**Required task:**
Starting at the line containing "# Provide the mask of every instance of the shoreline." and ending with the final line below, rewrite those lines as a numbered list and omit any blank lines.

**Exercise material:**

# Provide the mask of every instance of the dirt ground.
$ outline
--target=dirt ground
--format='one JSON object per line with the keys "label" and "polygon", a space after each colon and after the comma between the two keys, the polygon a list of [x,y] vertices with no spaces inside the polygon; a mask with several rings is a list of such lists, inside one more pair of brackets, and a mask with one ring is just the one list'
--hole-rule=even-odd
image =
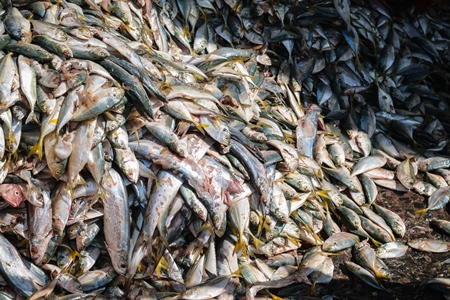
{"label": "dirt ground", "polygon": [[[414,211],[426,207],[426,199],[422,196],[413,192],[397,195],[381,188],[379,188],[377,203],[403,218],[407,232],[405,237],[398,241],[407,243],[408,239],[432,238],[450,242],[449,236],[430,227],[430,221],[433,219],[450,220],[448,207],[427,212],[424,217],[420,217],[414,214]],[[343,255],[333,258],[335,263],[333,280],[328,285],[319,284],[316,287],[317,297],[330,295],[335,299],[450,299],[450,295],[446,298],[444,293],[422,286],[424,282],[432,278],[450,278],[450,252],[426,253],[409,248],[403,257],[383,259],[392,273],[391,280],[383,282],[383,286],[390,291],[389,293],[365,284],[347,271],[344,262],[351,260],[351,255],[349,249]],[[278,296],[292,297],[295,294],[305,297],[313,296],[311,288],[302,285],[288,287],[285,291],[280,290]]]}

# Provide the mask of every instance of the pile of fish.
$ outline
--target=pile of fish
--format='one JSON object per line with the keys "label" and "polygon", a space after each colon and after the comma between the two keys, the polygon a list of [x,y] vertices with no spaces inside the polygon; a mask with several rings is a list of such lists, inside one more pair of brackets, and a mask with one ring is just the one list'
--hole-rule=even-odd
{"label": "pile of fish", "polygon": [[[12,2],[0,12],[2,299],[315,293],[348,249],[348,271],[389,292],[384,259],[450,250],[397,241],[399,212],[377,204],[378,187],[426,196],[422,215],[450,199],[448,11]],[[426,284],[450,292],[449,279]]]}

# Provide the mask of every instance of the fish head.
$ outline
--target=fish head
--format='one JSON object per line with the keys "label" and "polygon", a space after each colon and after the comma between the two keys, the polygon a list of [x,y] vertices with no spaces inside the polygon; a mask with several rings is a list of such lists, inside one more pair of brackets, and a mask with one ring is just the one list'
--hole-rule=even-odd
{"label": "fish head", "polygon": [[0,195],[13,207],[19,206],[25,199],[21,187],[15,183],[2,184],[0,186]]}

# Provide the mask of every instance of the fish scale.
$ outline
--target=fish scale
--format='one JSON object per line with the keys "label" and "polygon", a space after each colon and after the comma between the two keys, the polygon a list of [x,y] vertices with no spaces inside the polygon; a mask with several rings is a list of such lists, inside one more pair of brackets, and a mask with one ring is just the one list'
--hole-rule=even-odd
{"label": "fish scale", "polygon": [[405,244],[410,228],[378,193],[420,193],[427,217],[450,199],[445,7],[3,9],[0,275],[14,296],[276,299],[292,283],[315,294],[352,247],[361,265],[347,269],[384,293],[378,279],[396,270],[381,257],[450,249]]}

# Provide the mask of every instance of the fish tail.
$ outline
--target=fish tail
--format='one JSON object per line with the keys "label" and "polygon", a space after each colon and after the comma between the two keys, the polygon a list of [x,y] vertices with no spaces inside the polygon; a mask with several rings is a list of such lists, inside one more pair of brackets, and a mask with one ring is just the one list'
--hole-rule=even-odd
{"label": "fish tail", "polygon": [[374,244],[374,246],[377,247],[377,248],[379,248],[381,245],[383,245],[383,243],[380,243],[379,241],[377,241],[376,239],[374,239],[371,236],[369,236],[369,239]]}
{"label": "fish tail", "polygon": [[208,127],[208,124],[200,124],[197,122],[194,122],[195,127],[198,129],[198,131],[200,131],[203,135],[205,135],[205,128]]}
{"label": "fish tail", "polygon": [[317,190],[317,191],[315,191],[315,193],[318,195],[318,196],[321,196],[321,197],[324,197],[324,198],[327,198],[327,199],[330,199],[331,200],[331,197],[330,197],[330,195],[328,195],[328,192],[329,192],[330,190]]}
{"label": "fish tail", "polygon": [[28,124],[28,123],[30,123],[31,121],[34,121],[34,122],[36,122],[36,123],[39,122],[39,120],[38,120],[36,114],[34,113],[34,111],[31,111],[31,112],[28,114],[28,117],[27,117],[27,119],[25,120],[25,124]]}
{"label": "fish tail", "polygon": [[238,249],[242,250],[244,255],[247,255],[247,247],[245,247],[244,241],[242,240],[242,234],[239,235],[239,239],[234,246],[233,255],[237,252]]}
{"label": "fish tail", "polygon": [[421,218],[423,218],[423,216],[425,216],[427,211],[428,211],[428,208],[424,208],[424,209],[418,209],[414,213],[418,214]]}
{"label": "fish tail", "polygon": [[37,141],[36,144],[31,148],[30,152],[28,153],[28,156],[31,156],[33,154],[37,154],[39,159],[42,159],[43,153],[42,153],[42,138]]}

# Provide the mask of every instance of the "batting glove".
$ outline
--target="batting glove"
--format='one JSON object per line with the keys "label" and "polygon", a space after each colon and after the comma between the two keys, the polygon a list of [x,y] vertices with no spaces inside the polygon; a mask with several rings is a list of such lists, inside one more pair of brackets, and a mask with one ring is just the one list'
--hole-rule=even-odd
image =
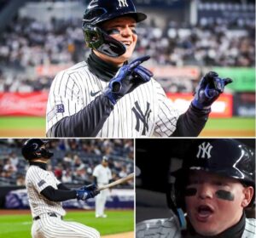
{"label": "batting glove", "polygon": [[143,56],[123,65],[115,76],[110,80],[103,94],[109,99],[113,105],[115,105],[120,98],[133,91],[140,84],[151,79],[152,72],[140,65],[149,58],[150,56]]}
{"label": "batting glove", "polygon": [[232,82],[230,78],[219,77],[216,72],[208,72],[199,82],[192,105],[198,109],[209,109],[224,92],[224,87]]}
{"label": "batting glove", "polygon": [[77,190],[77,199],[86,201],[89,198],[93,198],[100,192],[96,190],[96,187],[94,184],[84,186],[82,189]]}

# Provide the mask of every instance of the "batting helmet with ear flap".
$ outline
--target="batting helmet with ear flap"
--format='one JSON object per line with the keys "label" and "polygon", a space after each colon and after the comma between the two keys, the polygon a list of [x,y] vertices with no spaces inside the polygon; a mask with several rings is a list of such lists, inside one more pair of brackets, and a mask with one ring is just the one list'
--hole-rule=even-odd
{"label": "batting helmet with ear flap", "polygon": [[[177,206],[184,207],[183,190],[191,170],[203,170],[233,178],[255,192],[255,156],[247,145],[232,139],[195,139],[185,153],[183,167],[172,174]],[[251,204],[253,202],[252,199]]]}
{"label": "batting helmet with ear flap", "polygon": [[43,141],[40,139],[30,139],[26,140],[21,148],[21,154],[27,161],[38,158],[50,158],[53,152],[42,148],[48,141]]}
{"label": "batting helmet with ear flap", "polygon": [[125,46],[108,35],[100,26],[107,20],[131,16],[137,22],[147,18],[137,13],[131,0],[92,0],[84,14],[83,31],[88,47],[110,57],[118,57],[126,51]]}

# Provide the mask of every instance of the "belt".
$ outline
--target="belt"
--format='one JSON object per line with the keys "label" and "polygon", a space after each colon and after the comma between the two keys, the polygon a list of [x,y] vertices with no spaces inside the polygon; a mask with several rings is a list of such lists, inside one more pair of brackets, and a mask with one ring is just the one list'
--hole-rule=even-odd
{"label": "belt", "polygon": [[[54,218],[57,218],[57,217],[58,217],[57,214],[55,213],[55,212],[48,212],[47,214],[48,214],[49,217],[54,217]],[[39,217],[39,216],[37,216],[37,217],[33,218],[33,220],[34,220],[34,221],[38,220],[38,219],[40,219],[40,217]],[[61,217],[61,219],[62,220],[62,216]]]}

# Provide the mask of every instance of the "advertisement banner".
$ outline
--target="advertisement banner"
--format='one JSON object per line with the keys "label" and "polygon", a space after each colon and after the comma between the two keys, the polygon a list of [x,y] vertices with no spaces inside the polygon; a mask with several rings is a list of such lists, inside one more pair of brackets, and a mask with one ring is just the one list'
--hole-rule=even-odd
{"label": "advertisement banner", "polygon": [[44,116],[48,93],[0,93],[0,116]]}
{"label": "advertisement banner", "polygon": [[255,94],[237,93],[234,95],[234,115],[255,117]]}
{"label": "advertisement banner", "polygon": [[[185,112],[192,99],[191,94],[171,94],[167,93],[167,97],[174,104],[174,107],[177,108],[182,113]],[[212,112],[210,117],[232,117],[233,95],[223,94],[217,101],[212,105]]]}
{"label": "advertisement banner", "polygon": [[254,68],[214,67],[212,71],[222,77],[231,78],[233,82],[227,85],[227,88],[235,92],[255,92]]}

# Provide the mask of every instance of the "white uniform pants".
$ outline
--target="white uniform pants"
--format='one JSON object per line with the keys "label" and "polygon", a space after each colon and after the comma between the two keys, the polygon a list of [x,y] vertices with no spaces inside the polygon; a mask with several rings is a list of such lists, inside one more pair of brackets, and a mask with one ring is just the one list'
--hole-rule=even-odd
{"label": "white uniform pants", "polygon": [[[99,185],[99,187],[101,186]],[[102,216],[104,214],[105,204],[108,195],[109,190],[104,190],[95,197],[96,216]]]}
{"label": "white uniform pants", "polygon": [[61,218],[40,216],[40,219],[33,221],[32,226],[32,238],[100,238],[100,233],[94,228],[76,223],[65,222]]}

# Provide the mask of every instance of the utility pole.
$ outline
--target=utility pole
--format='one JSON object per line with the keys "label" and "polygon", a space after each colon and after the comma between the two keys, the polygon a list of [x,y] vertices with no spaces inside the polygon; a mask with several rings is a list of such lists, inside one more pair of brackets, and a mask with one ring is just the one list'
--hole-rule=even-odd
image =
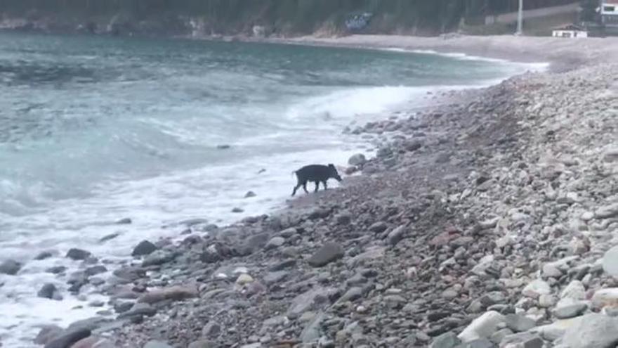
{"label": "utility pole", "polygon": [[524,0],[519,0],[519,11],[517,13],[517,32],[515,35],[521,35],[522,24],[524,19]]}

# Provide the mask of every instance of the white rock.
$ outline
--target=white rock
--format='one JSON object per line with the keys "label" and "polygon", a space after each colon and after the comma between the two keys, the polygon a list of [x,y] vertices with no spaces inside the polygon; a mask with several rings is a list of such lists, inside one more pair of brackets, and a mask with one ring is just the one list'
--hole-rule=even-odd
{"label": "white rock", "polygon": [[485,312],[483,315],[474,319],[457,337],[464,342],[488,338],[505,322],[504,316],[495,311]]}
{"label": "white rock", "polygon": [[586,298],[586,288],[579,281],[572,281],[560,292],[560,298],[584,299]]}
{"label": "white rock", "polygon": [[549,295],[551,293],[551,288],[549,287],[549,284],[541,279],[533,281],[522,290],[522,294],[524,296],[535,299],[539,298],[541,295]]}
{"label": "white rock", "polygon": [[618,278],[618,245],[605,252],[603,269],[612,277]]}
{"label": "white rock", "polygon": [[596,290],[592,297],[592,306],[597,309],[618,307],[618,288]]}
{"label": "white rock", "polygon": [[618,342],[618,319],[596,313],[581,316],[577,326],[567,329],[563,344],[570,348],[606,348]]}

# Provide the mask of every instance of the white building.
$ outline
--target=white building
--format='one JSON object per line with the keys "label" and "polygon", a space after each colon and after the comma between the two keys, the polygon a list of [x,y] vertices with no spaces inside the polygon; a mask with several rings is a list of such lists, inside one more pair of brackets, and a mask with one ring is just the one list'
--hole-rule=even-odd
{"label": "white building", "polygon": [[565,37],[567,39],[579,39],[588,37],[588,32],[584,28],[574,24],[568,24],[554,28],[551,31],[551,36],[554,37]]}

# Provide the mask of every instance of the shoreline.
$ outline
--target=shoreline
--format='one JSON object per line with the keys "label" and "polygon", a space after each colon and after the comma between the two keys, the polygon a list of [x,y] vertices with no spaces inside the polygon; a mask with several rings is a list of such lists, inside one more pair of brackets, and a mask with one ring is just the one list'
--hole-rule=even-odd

**Correct answer:**
1. # Provide the mask of every instance of the shoreline.
2. $ outline
3. --target=shoreline
4. --format='one JSON object per line with the keys "label" and "polygon", a space after each colon and after the comma between the two keys, the polygon a list of [x,y] vertices with no spaces inside the polygon; a mask with several rings is a list of such lists, inside one more pair of brackets, and a mask with one ring is just the one list'
5. --hole-rule=even-odd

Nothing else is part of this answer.